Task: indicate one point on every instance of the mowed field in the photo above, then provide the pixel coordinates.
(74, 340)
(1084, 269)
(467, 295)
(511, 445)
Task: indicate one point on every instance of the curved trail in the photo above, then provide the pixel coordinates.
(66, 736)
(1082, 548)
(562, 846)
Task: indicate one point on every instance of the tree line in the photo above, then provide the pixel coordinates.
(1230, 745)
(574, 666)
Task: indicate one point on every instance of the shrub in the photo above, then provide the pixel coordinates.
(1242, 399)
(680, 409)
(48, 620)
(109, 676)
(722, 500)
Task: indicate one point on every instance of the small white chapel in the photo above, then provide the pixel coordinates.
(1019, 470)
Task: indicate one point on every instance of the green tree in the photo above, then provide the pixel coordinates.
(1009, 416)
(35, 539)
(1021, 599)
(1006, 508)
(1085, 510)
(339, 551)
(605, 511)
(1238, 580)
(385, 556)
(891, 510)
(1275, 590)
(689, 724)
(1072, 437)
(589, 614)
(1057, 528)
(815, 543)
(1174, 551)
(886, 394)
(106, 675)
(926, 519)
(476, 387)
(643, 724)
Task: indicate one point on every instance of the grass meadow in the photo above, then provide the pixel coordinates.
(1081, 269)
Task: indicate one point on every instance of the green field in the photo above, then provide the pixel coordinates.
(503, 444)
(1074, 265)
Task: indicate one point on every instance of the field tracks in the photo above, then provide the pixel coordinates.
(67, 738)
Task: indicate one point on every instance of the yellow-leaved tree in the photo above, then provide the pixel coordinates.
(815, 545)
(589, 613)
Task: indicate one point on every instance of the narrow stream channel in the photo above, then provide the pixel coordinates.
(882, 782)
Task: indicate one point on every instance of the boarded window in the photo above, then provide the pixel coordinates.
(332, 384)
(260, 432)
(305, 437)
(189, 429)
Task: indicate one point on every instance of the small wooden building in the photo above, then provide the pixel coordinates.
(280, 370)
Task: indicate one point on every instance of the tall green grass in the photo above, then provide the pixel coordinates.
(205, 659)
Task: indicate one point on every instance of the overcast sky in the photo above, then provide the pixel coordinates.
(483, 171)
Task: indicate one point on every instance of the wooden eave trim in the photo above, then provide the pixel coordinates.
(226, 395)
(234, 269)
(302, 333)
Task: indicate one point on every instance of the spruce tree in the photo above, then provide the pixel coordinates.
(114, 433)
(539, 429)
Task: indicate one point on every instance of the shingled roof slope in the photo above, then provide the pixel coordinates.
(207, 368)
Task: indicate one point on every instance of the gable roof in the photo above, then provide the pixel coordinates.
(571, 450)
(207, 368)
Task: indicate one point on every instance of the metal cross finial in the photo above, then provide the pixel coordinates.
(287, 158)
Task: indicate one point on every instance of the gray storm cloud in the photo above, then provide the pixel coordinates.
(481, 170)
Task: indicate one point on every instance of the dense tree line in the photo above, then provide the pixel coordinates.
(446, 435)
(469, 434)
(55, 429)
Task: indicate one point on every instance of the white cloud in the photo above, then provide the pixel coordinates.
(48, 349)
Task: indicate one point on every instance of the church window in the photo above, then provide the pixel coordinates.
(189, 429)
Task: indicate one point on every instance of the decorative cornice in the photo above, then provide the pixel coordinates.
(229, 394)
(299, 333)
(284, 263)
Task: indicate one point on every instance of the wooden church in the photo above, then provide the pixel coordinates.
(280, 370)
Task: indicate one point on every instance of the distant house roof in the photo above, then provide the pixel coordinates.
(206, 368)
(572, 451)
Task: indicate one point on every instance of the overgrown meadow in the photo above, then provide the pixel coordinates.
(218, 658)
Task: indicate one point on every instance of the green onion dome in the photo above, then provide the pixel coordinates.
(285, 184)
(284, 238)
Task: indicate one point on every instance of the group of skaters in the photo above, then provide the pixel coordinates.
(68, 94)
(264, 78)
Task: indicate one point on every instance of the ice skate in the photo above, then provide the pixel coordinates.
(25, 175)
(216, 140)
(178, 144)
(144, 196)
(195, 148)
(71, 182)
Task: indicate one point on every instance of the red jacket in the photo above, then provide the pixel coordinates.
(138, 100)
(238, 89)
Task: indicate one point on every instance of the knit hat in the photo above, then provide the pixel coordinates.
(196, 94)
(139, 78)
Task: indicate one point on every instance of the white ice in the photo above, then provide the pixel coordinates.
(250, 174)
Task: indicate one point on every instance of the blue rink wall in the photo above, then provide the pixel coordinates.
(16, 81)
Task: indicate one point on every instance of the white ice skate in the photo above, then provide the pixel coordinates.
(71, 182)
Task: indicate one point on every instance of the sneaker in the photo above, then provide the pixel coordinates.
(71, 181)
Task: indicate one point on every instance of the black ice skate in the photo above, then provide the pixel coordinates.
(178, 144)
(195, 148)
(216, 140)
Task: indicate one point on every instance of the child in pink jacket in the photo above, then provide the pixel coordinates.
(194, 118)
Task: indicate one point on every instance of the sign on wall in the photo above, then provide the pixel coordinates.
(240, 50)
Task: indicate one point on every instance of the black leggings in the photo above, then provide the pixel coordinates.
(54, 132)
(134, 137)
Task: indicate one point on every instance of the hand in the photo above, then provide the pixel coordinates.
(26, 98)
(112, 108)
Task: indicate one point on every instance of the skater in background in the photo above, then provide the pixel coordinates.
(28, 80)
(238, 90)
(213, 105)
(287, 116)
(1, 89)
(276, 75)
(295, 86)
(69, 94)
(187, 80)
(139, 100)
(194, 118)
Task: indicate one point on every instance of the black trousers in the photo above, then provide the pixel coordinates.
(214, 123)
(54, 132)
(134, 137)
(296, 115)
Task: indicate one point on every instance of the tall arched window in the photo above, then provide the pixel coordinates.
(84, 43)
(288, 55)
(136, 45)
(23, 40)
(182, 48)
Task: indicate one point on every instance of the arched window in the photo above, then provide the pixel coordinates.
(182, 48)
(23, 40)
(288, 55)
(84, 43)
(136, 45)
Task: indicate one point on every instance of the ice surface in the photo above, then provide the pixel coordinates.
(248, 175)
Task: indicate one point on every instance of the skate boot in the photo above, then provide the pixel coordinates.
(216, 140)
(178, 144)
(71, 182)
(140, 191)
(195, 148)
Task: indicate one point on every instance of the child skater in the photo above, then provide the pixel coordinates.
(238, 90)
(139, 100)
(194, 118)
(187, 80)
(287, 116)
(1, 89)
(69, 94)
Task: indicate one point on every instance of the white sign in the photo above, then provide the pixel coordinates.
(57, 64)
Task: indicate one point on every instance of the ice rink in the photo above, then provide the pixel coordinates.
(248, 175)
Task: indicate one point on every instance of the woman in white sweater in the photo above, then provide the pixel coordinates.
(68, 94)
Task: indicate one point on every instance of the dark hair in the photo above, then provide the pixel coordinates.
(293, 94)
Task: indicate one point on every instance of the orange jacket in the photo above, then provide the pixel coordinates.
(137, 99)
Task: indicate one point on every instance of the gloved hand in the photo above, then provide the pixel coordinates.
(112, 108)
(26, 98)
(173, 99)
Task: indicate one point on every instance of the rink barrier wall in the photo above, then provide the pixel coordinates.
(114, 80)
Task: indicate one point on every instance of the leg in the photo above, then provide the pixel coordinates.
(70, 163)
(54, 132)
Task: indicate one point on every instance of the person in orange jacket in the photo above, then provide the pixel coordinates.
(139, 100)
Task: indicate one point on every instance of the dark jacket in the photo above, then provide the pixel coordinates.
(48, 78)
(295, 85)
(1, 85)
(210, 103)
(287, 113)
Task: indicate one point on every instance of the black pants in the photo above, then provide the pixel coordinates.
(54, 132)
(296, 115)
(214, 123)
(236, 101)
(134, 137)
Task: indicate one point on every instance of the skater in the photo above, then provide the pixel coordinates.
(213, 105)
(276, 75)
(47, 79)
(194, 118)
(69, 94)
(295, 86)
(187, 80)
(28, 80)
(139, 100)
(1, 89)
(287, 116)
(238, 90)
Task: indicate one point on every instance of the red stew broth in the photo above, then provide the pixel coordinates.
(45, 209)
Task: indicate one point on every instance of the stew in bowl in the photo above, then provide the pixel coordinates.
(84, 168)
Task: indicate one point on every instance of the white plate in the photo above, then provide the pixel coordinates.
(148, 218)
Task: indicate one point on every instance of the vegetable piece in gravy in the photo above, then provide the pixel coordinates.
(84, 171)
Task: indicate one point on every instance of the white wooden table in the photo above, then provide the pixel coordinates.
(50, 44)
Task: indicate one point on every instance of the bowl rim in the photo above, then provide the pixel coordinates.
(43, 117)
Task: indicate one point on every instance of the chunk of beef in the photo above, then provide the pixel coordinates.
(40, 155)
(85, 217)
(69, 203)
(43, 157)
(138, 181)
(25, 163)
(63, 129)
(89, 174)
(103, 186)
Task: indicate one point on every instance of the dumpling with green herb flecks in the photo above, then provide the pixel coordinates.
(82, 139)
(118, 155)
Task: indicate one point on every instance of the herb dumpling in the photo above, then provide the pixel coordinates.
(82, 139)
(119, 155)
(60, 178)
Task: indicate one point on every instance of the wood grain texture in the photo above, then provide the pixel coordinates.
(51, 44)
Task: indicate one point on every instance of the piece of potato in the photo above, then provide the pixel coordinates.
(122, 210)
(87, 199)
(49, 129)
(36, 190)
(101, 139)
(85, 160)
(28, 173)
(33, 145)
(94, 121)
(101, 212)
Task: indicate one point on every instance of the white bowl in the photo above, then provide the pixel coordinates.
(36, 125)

::::

Work task
Take the line holding "Task: indicate one point on every instance of the piece" and all lines after it through the end of the data, and set them down exactly.

Response box
Task: indicate one point on every instance of the piece of potato in the photo above, then provide the pixel coordinates.
(122, 210)
(87, 199)
(49, 129)
(36, 190)
(101, 139)
(85, 160)
(28, 173)
(33, 145)
(94, 121)
(101, 212)
Task: indicate one point on every instance of the white bowl in the photo above, then provide the pixel coordinates.
(36, 125)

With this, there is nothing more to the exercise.